What this task involves:
Copy the article about the Santa Claus Hotel and steamboat word for word, starting at "Whether the fancy" and ending at "for the steamboat.".
[start Excerpt provided]
The Hotel and Steamboat Named Santa Claus

12/22/2021

1 Comment

 
Editor’s Note: The following text is a verbatim transcription of an article featuring stories by Captain William O. Benson (1911-1986). Beginning in 1971, Benson, a retired tugboat captain, reminisced about his 40 years on the Hudson River in a regular column for the Kingston (NY) Freeman’s Sunday Tempo magazine. Captain Benson's articles were compiled and transcribed by HRMM volunteer Carl Mayer. See more of Captain Benson’s articles here. This article was originally published December 17, 1973.
Picture
"Santa Claus Hotel" in Wilbur NY, painting by J. Erwin Porter, Photograph by J. Haywood Madden, Levonia NY. Donald C. Ringwald Collection, Hudson River Maritime Museum.
Last summer a rather ramshackle old building on Abeel Street, directly opposite the Fitch bluestone building so recently and magnificently restored by James Berardi, was demolished. It was known as the Santa Claus Hotel and, at the time, questions were asked as to where the building had gotten its odd name. As far as I can determine, the old hotel was named after the steamboat “Santa Claus.” 

Way back in the 1840's, the community of Kingston was located inland where the uptown area of the city is today. Access to the Hudson River on Rondout Creek was over three roads. The longest road went through a swamp to what later became Kingston Point. Another came down a steep hill to the small but bustling hamlet of Rondout. The third, shortest and least steep was the road to Wilbur. 

Starting in 1848, a steamboat with the rather improbable name of “Santa Claus” began operating as a day steamer between Wilbur and New York. Since the steamer left Wilbur early in the morning, I have heard some enterprising individual shortly afterward built a hotel opposite the steamboat landing to provide accommodations for the travellers [sic] coming from inland to board the steamboat. Because ground transportation was primitive at best, many travellers would arrive the night before and stay at the hotel before embarking on their down river journey. 

Whether the fancy of the hotel's owner was caught by the steamer's name, or if the name was chosen solely to promote business is hard to say. In any event, it is my understanding the hotel was named for the steamboat.
Picture
An advertisement for the steamboat "Santa Claus," published April 17, 1847 in the "Carbondale Democrat," Carbondale, PA.
St. Nick Paintings
The steamboat “Santa Claus” had been built in the early 1840's and first ran as a day steamer between New York and Albany. In 1847 the steamboat was used in a service between Piermont and New York, and then briefly returned to her old Albany run before starting her service from Wilbur in 1848. An unusual decorative feature of the steamboat were paintings of St. Nick himself going down a brick chimney with a bag full of all kinds of toys of the era which appeared on her paddle wheel boxes.

During the early 1850's, the local landing of the “Santa Claus" was shifted from Wilbur to the fast growing and lusty village of Rondout. Operated by Thomas Cornell and commanded by David Abbey, Jr., she now ran as a night boat on opposite nights to the steamer “North America,” commanded by Jacob H. Tremper. The “Santa Claus" would leave Rondout for New York on Monday, Wednesday and Friday nights at 5 p.m. and return the following nights.
[end Excerpt provided]
[start Listed entries]
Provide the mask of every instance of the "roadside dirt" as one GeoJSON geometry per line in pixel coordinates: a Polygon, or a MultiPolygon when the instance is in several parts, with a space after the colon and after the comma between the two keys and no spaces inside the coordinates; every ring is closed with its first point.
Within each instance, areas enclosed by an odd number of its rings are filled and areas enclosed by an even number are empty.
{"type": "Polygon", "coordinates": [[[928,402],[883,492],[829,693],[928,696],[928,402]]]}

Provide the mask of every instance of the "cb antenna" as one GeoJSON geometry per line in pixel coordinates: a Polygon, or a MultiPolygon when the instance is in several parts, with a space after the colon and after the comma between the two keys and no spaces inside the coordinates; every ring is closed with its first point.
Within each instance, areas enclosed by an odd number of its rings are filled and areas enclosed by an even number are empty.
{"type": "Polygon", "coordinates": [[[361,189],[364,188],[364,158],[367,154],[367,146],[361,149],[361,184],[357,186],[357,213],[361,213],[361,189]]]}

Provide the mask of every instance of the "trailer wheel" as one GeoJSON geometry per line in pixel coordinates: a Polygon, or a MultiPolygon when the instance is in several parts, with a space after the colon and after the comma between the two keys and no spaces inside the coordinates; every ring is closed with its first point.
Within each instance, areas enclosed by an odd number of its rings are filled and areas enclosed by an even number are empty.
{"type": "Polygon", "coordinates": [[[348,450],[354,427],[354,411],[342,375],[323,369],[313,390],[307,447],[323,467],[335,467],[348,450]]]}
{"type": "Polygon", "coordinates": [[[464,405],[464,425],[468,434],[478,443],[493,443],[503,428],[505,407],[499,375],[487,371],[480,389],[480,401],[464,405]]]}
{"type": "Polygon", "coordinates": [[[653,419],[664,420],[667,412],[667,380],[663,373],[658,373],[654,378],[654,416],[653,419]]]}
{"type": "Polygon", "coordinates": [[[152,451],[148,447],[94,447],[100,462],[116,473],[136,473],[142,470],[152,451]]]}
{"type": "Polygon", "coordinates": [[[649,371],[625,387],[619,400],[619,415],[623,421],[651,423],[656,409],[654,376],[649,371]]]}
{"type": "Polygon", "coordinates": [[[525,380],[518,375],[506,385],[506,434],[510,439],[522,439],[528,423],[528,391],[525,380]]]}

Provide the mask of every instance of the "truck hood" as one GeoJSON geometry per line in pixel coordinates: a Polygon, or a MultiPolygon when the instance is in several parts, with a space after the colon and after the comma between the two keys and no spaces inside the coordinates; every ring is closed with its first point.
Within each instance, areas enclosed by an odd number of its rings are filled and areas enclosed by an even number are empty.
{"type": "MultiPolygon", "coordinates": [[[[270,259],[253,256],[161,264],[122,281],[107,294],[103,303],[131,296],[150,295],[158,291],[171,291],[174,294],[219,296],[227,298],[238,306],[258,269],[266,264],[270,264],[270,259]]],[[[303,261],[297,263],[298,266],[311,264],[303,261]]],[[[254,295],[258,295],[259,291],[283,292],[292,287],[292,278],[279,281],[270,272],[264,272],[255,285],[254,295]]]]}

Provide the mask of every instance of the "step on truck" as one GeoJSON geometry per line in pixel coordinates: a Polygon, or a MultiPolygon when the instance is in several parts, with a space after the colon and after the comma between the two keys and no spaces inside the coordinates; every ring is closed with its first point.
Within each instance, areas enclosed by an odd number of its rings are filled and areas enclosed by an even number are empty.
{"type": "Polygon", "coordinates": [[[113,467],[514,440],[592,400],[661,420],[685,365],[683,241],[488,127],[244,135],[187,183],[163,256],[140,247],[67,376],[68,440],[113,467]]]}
[end Listed entries]
Response below:
Whether the fancy of the hotel's owner was caught by the steamer's name, or if the name was chosen solely to promote business is hard to say. In any event, it is my understanding the hotel was named for the steamboat.